When you reach the listing below, copy each line exactly.

**Source records**:
::::

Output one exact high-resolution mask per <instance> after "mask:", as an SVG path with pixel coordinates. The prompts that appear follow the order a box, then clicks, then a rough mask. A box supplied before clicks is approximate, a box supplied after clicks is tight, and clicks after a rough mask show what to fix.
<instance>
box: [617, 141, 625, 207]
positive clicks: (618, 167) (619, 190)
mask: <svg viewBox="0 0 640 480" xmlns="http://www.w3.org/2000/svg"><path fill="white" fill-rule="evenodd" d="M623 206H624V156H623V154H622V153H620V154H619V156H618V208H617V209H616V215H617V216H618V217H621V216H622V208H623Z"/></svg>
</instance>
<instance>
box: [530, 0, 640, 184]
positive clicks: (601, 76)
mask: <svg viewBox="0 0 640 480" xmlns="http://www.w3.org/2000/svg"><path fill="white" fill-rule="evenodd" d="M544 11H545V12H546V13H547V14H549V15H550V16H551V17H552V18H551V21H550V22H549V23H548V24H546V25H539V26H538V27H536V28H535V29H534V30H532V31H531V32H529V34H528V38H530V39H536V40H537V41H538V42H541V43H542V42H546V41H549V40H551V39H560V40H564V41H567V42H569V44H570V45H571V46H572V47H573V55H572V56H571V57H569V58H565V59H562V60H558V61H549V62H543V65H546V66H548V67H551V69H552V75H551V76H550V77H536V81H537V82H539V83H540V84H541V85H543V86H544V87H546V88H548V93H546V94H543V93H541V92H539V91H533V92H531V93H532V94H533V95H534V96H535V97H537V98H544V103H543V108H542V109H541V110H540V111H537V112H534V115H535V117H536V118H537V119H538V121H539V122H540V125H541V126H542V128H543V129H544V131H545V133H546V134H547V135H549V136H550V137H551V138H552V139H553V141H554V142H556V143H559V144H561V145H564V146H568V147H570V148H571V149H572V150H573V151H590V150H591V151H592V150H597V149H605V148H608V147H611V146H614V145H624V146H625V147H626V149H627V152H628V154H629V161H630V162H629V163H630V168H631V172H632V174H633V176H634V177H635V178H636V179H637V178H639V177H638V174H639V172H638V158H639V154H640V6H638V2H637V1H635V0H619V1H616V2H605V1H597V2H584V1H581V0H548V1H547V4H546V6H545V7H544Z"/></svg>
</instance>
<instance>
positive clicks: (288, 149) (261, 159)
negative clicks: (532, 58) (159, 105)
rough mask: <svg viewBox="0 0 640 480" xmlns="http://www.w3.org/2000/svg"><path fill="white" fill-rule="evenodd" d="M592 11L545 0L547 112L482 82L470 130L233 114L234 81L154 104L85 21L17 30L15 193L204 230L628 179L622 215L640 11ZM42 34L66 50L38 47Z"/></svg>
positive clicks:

::::

**Solution for this task**:
Output one exact high-resolution mask per <instance> after "mask:", as an SVG path with pixel coordinates. The prompts that appear follow the order a box, then clicks, then a rough mask. A box supplied before clicks is approximate, a box supplied after clicks is tight, and clicks after a rough mask show what to fix.
<instance>
box: [617, 141, 625, 207]
positive clicks: (618, 167) (619, 190)
mask: <svg viewBox="0 0 640 480" xmlns="http://www.w3.org/2000/svg"><path fill="white" fill-rule="evenodd" d="M623 206H624V156H623V154H622V153H620V154H619V156H618V208H617V209H616V215H617V216H618V217H621V216H622V208H623Z"/></svg>
</instance>
<instance>
box: [530, 0, 640, 184]
positive clicks: (601, 76)
mask: <svg viewBox="0 0 640 480" xmlns="http://www.w3.org/2000/svg"><path fill="white" fill-rule="evenodd" d="M544 11H545V12H546V13H547V14H549V15H550V16H551V17H552V18H551V21H550V22H549V23H548V24H546V25H539V26H538V27H536V28H535V29H534V30H532V31H531V32H529V34H528V38H530V39H536V40H537V41H538V42H541V43H542V42H546V41H549V40H551V39H560V40H564V41H567V42H569V44H570V45H571V46H572V47H573V55H572V56H571V57H569V58H565V59H562V60H558V61H549V62H543V65H546V66H548V67H551V69H552V75H551V76H550V77H536V81H537V82H539V83H540V84H541V85H543V86H544V87H546V88H548V93H546V94H543V93H541V92H539V91H533V92H531V93H532V94H533V95H534V96H535V97H537V98H544V103H543V108H542V109H541V110H540V111H537V112H534V115H535V117H536V118H537V119H538V121H539V122H540V125H541V126H542V128H543V129H544V131H545V133H546V134H547V135H549V136H550V137H551V138H552V139H553V141H554V142H556V143H559V144H561V145H564V146H568V147H570V148H571V149H572V150H573V151H590V150H591V151H592V150H597V149H605V148H608V147H611V146H614V145H624V146H625V147H626V149H627V152H628V154H629V161H630V162H629V163H630V168H631V172H632V174H633V176H634V177H635V178H636V179H637V178H639V177H638V174H639V172H638V158H639V154H640V6H638V2H637V1H635V0H619V1H616V2H605V1H597V2H584V1H581V0H548V1H547V4H546V6H545V7H544Z"/></svg>
</instance>
<instance>
positive clicks: (288, 149) (261, 159)
negative clicks: (532, 58) (159, 105)
rough mask: <svg viewBox="0 0 640 480" xmlns="http://www.w3.org/2000/svg"><path fill="white" fill-rule="evenodd" d="M592 11L545 0L547 112L482 82L470 130L233 114L234 81L154 104L85 21L17 30L15 193L204 230L628 179L622 215L640 11ZM42 34L66 50L38 47Z"/></svg>
positive clicks:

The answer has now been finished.